Named-object pointing data:
<<<<

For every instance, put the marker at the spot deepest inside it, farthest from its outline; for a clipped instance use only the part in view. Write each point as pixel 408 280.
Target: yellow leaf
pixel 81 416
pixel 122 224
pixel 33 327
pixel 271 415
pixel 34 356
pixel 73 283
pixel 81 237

>>>>

### GOAL
Output every line of the data above unchanged.

### PROBLEM SOLUTION
For every instance, put the marker at the spot deepest inside it, farthest from its outline; for a clipped instance use only the part in view. Write each point as pixel 408 280.
Target: yellow leaf
pixel 81 416
pixel 122 224
pixel 33 327
pixel 271 415
pixel 34 356
pixel 73 283
pixel 81 237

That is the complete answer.